* **YOUR INSTRUCTIONS**: Pull out each line of the records holding the string "arched".

* **RECORDS SHOWN**:
__________

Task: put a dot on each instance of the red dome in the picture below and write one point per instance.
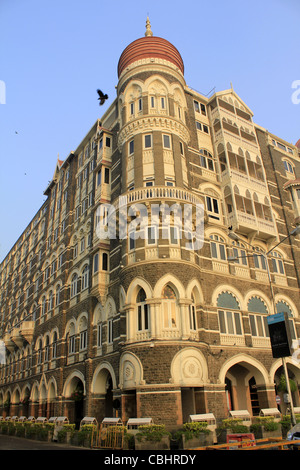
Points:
(150, 47)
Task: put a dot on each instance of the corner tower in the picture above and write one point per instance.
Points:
(152, 107)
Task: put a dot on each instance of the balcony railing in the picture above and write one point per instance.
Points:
(160, 193)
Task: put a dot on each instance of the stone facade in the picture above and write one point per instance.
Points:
(150, 328)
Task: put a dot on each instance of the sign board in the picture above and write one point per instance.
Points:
(280, 334)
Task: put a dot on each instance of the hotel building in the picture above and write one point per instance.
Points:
(147, 326)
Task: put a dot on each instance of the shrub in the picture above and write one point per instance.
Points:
(266, 421)
(234, 425)
(152, 432)
(11, 429)
(4, 428)
(20, 430)
(61, 435)
(192, 430)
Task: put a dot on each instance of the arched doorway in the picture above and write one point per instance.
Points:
(103, 384)
(77, 396)
(247, 385)
(25, 402)
(281, 388)
(75, 393)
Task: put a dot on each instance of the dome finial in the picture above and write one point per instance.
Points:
(148, 28)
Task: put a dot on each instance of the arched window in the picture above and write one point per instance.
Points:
(169, 307)
(217, 247)
(104, 261)
(74, 285)
(47, 349)
(85, 278)
(83, 334)
(57, 294)
(282, 306)
(54, 345)
(72, 339)
(259, 260)
(258, 317)
(239, 253)
(229, 315)
(40, 352)
(51, 300)
(142, 311)
(288, 167)
(193, 323)
(44, 305)
(277, 263)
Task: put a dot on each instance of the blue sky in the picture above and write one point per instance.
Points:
(54, 54)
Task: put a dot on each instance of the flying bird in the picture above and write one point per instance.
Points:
(102, 97)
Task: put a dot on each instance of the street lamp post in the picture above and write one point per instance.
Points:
(293, 233)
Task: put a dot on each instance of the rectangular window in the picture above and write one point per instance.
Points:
(192, 318)
(203, 109)
(148, 141)
(99, 178)
(106, 176)
(131, 241)
(151, 235)
(72, 344)
(83, 340)
(110, 331)
(99, 335)
(174, 235)
(230, 322)
(96, 263)
(166, 141)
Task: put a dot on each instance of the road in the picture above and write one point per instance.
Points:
(19, 443)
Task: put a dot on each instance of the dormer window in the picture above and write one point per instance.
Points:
(288, 167)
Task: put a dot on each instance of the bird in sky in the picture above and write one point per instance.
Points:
(102, 97)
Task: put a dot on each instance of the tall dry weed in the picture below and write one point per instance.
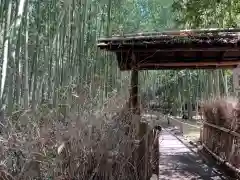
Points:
(69, 142)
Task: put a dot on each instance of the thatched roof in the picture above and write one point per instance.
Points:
(206, 48)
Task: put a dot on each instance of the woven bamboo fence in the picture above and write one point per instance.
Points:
(220, 135)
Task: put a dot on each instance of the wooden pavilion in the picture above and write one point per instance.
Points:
(184, 49)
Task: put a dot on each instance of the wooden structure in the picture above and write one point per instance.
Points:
(185, 49)
(225, 150)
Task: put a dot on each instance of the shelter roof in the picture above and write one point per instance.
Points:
(183, 49)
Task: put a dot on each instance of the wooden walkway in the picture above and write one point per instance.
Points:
(178, 162)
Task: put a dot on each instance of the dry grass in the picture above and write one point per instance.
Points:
(223, 112)
(65, 143)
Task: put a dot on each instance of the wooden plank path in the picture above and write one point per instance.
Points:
(178, 162)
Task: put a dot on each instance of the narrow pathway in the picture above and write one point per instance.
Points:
(178, 162)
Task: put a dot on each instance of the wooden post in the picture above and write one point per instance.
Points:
(141, 153)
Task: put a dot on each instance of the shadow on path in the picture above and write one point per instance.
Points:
(178, 162)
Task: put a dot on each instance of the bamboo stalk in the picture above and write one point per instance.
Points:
(223, 129)
(230, 166)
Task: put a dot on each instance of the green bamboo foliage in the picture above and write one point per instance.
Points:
(49, 47)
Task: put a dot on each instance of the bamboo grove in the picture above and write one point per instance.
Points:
(48, 50)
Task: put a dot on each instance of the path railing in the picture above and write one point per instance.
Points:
(223, 144)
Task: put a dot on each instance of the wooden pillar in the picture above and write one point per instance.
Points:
(141, 152)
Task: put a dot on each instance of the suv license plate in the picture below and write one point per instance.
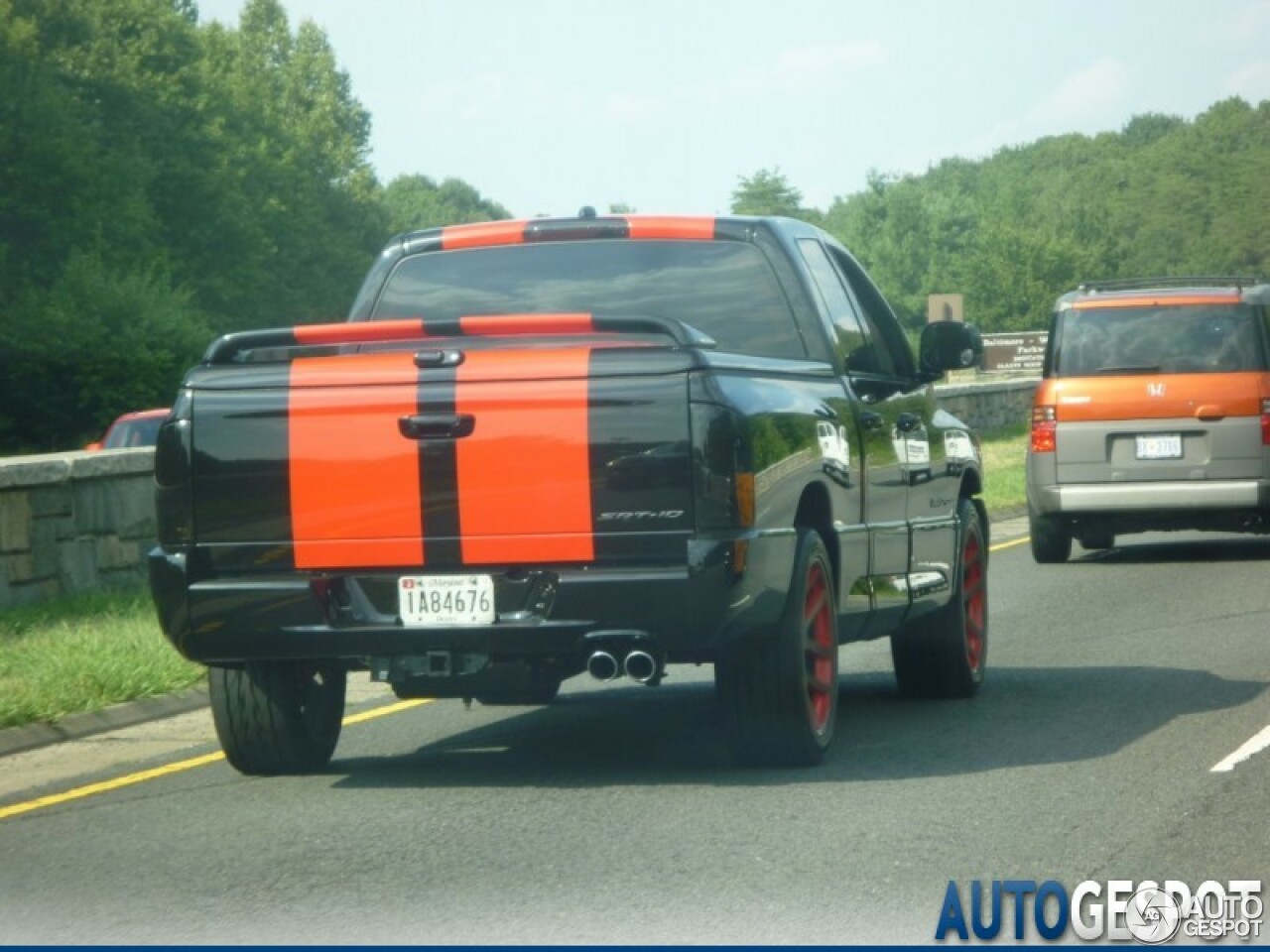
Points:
(1160, 445)
(435, 601)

__________

* **RESPONSE AREA**:
Task: put a dot on each instance of the arched doorway in the picture above and write one point per instance.
Task: put a dot on each instance of the arched window in the picture above and write one point per instance.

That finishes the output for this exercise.